:: Textauszug
# PHP-Objekt in MySQL-Datenbank speichern



## redX (18. Juni 2006)

Ich muss Objekte in der Datenbank abspeichern. Nun, das Serialisieren sollte nicht so ein Problem sein. Kann ich den Stream nun aber einfach in die Datenbank schreiben? Und welcher Feld Typ sollte man aber dafür nehmen?

Gruss
X


----------



## tobee (18. Juni 2006)

Wenn *ich* mir nicht sicher bin wie lang der Inhalt eines Feldes werden kann nehm ich meistens den TEXT Typ. 
Wenn es nicht so lang wird VARCHAR (250).

Tobee


----------



## Christian Fein (18. Juni 2006)

Er spricht von serialisieren. Da wird mann mit Text nicht weit kommen 

BLOB heisst der Typ.


----------



## redX (18. Juni 2006)

Danke dir. Reicht der normale blob oder brauche ich einen grösseren?

Gruss
X


----------



## RS9999 (18. Juni 2006)

Die gewünschte Information findest Du hier.


----------



## redX (18. Juni 2006)

Ich weiss schon wie gross Speicher von Blob ist. Nur weiss ich nicht wie viel serialize liefert. Deshalb war ich mir auch nicht sicher ob das ins PHP oder ins Datenbankforum gehört... 

Gruss
X


----------
::::
Aufgabenstellung ▸
1. Welchen Feldtyp nennt Christian Fein im Forenthread für serialisierte Objekte?
2. Schreib aus dem Forenthread den Abschnitt ab, der mit den Worten „Wenn es nicht“ einsetzt und mit „heisst der Typ.“ schließt.
:: Extrahierte Einträge
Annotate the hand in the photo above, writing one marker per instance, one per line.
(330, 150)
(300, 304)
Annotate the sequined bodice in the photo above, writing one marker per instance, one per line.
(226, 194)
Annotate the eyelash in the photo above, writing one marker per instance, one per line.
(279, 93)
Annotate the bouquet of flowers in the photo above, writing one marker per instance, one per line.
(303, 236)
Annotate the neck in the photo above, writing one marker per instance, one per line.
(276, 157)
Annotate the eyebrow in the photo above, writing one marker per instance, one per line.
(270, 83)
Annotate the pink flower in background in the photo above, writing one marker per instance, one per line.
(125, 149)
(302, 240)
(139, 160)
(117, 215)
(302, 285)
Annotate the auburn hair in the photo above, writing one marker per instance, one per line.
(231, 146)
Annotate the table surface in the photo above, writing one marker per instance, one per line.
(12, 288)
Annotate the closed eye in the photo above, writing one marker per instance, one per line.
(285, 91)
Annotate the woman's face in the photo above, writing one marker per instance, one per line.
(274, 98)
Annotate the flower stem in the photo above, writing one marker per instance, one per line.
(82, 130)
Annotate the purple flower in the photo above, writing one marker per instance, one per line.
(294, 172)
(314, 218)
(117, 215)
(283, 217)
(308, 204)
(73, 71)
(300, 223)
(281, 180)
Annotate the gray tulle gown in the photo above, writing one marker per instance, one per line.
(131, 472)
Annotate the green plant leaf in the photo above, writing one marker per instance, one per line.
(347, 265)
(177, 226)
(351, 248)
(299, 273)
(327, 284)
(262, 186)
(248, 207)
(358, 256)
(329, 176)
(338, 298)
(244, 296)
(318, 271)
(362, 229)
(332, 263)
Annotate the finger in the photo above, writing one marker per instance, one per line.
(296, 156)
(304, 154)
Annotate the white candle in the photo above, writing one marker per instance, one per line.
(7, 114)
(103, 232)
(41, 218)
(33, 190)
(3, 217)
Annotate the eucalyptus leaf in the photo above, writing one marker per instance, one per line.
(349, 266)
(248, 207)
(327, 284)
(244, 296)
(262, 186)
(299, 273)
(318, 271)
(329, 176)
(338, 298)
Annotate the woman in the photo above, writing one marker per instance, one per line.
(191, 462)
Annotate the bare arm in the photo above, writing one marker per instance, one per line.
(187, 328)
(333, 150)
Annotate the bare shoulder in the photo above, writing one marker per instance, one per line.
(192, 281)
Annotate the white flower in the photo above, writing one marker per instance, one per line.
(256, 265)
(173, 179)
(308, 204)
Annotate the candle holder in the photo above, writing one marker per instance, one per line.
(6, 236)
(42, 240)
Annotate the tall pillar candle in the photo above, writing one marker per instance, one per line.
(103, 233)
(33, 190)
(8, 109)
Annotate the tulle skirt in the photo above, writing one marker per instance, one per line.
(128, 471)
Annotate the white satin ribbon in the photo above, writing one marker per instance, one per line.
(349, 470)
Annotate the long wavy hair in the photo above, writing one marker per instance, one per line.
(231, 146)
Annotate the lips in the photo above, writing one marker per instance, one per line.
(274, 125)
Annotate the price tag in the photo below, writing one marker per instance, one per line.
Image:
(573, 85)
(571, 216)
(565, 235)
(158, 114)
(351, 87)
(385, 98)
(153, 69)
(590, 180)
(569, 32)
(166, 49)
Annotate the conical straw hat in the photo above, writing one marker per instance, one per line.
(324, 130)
::::
Lösungen ▸
1. BLOB.

2.
Wenn es nicht so lang wird VARCHAR (250).

Tobee


----------



## Christian Fein (18. Juni 2006)

Er spricht von serialisieren. Da wird mann mit Text nicht weit kommen 

BLOB heisst der Typ.